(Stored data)
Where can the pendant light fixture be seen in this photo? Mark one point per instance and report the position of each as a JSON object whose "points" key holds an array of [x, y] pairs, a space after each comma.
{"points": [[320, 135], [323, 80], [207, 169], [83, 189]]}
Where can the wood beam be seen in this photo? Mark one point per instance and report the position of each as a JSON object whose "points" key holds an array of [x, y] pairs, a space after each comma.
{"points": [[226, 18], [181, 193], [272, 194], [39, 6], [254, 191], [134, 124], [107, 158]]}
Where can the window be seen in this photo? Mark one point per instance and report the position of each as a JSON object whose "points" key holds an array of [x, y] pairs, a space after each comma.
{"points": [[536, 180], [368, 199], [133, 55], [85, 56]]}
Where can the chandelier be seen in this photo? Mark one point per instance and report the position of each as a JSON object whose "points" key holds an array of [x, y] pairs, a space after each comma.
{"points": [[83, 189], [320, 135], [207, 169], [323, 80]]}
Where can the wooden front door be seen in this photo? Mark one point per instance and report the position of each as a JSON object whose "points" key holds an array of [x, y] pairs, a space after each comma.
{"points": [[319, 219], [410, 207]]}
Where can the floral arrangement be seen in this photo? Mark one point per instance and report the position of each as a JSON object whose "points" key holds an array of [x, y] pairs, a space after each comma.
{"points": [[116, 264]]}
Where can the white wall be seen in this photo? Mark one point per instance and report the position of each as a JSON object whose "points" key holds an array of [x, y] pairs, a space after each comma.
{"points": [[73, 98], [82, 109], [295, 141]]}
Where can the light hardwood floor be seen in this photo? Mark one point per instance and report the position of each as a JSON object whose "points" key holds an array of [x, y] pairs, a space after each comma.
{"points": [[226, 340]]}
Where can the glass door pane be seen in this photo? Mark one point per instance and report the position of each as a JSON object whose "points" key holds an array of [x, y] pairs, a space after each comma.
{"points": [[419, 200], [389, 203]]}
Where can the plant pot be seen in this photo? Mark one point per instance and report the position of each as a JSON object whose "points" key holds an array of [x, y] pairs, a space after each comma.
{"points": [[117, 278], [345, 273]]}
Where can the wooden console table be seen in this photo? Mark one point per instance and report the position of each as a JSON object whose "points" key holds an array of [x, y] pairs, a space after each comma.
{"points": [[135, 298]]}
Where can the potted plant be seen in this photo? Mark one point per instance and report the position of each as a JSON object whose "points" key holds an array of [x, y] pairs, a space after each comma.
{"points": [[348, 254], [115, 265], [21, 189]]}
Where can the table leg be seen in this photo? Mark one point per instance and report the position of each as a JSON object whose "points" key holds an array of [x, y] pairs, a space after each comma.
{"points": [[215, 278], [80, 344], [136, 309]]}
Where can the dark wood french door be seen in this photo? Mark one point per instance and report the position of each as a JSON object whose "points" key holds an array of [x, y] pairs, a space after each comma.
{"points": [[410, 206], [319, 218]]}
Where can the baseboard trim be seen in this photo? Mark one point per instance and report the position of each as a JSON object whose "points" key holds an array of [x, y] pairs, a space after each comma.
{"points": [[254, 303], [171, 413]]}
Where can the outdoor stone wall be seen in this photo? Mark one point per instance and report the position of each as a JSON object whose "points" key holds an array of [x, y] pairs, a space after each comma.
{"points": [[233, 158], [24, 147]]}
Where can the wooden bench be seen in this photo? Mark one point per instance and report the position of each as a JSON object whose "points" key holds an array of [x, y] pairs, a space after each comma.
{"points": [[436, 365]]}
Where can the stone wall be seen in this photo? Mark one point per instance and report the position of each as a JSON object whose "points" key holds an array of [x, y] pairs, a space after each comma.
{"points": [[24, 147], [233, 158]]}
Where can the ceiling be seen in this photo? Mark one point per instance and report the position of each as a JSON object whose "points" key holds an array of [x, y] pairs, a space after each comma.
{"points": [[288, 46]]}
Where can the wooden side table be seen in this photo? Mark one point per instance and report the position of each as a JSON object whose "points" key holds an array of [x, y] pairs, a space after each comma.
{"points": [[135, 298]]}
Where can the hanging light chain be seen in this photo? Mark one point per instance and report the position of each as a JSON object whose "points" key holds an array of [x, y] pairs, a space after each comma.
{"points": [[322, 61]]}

### [The task]
The reply is to be an exact repeat of the records above.

### [Answer for the task]
Where can the pendant light fixture be seen in this photo? Mark one point per instance and report the position of each as a JSON object whose "points" key holds an array of [x, y] pairs, a space after each comma.
{"points": [[320, 135], [323, 80], [207, 169], [83, 189]]}
Where can the wood beam be seen in this photo? Mark one point per instance and report the position of each as a JSON object whose "points" key holds an array of [x, y] pairs, a space after each comma.
{"points": [[226, 18], [181, 193], [272, 194], [39, 6], [254, 191], [134, 124], [107, 158]]}
Where can the window be seen in this photo? Mark one point per instance and report the position of each as a JSON object whose "points" key holds an array of [x, y] pairs, a space after each comma.
{"points": [[536, 180], [368, 199], [133, 55], [85, 56]]}
Where can the chandelier be seen in this photo? Mark one point per instance and report the position of each as a JSON object whose "points" key holds an array of [x, y] pairs, a space after each comma.
{"points": [[83, 189], [320, 135], [207, 169], [323, 80]]}
Where can the wooden front door be seen in this photo? Mark one point per instance and report the position of each as a JSON object whose "points" key holds an array of [x, y] pairs, a space after each comma.
{"points": [[319, 219], [410, 207]]}
Where can the floral arrangement be seen in this photo? Mark one point per instance and report the position of each as a JSON object whose "points" key holds an array of [x, y] pairs, a space after each comma.
{"points": [[116, 264]]}
Where can the white wall be seen in this photo? Mark one point per instance and report the position of each as a JSON object whose "points" key holds an array of [x, y] pairs, a space after each comma.
{"points": [[73, 98], [82, 109], [295, 141]]}
Where can the light hardwood floor be seen in this photo? Mark one point per instance and report the position of each as a JSON object whose "points" key holds an array of [x, y] pairs, a space after each comma.
{"points": [[226, 340]]}
Where can the glass door pane be seen in this photo? Mark one point per instance and report the position of each as a JSON object whose "points" key holds an array of [x, y] pairs, a space after each comma.
{"points": [[419, 200], [389, 203]]}
Where can the plant pot be seen in this photo? Mark one point per instance and report the position of each as a JSON object whose "points" key holds an array of [x, y] pairs, a space after each comma.
{"points": [[117, 278], [345, 273]]}
Where can the wooden console table be seen in this photo? Mark one point per instance and report the position of each as a JSON object whose "points" key holds an array of [x, y] pairs, a space after each comma.
{"points": [[135, 298]]}
Where can the potted plant be seen in this photo? Mark one point per instance and report the position of each as a JSON object whose "points" key holds an array of [x, y] pairs, a space after each comma.
{"points": [[348, 254], [115, 265], [21, 189]]}
Where can the table leg be seen in this photo? Mark one point per instance and report the position of each as a JSON object whose "points" key holds an array of [x, y] pairs, a space after each comma.
{"points": [[215, 278], [80, 344], [136, 309]]}
Where can the dark wood french door be seen in this photo? Mark one point per instance and report the position of each as a JSON object whose "points" key holds an array of [x, y] pairs, a space after each comma.
{"points": [[410, 206], [319, 218]]}
Where can the baseboard trim be seen in this photo? Mark one point per instance and report the position of each as a JSON object whose "points" key holds an array of [x, y] pairs, a space after each comma.
{"points": [[254, 303], [171, 413]]}
Where can the outdoor stone wall be seen in this photo? Mark one point per instance and report the position of each as a JSON object whose "points" key holds an array of [x, y] pairs, a space after each comma.
{"points": [[233, 158], [24, 147]]}
Where can the wooden bench be seen in this photo? Mark one point per instance and report the position of each as a JSON object whose "points" key holds an array of [x, y] pairs, a space after each comma.
{"points": [[436, 365]]}
Where can the stone wall be seen in this photo? Mark one point per instance and report the position of each as a JSON object whose "points" key holds an array of [x, y] pairs, a space after each comma.
{"points": [[24, 147], [233, 158]]}
Where can the ceiling be seen in this photo? Mark one point per instance and report the position of each as a JSON object whose "points" key holds an array of [x, y] pairs, a space after each comma.
{"points": [[288, 46]]}
Where can the wooden side table be seen in this photo? Mark one point per instance and report the position of each as a JSON object whose "points" key holds an array of [x, y] pairs, a space after each comma.
{"points": [[135, 298]]}
Where can the hanging light chain be seen in this photo? Mark one point per instance and report the position of each as a JSON object whose "points" key holds an array of [x, y] pairs, a space after each comma.
{"points": [[322, 61]]}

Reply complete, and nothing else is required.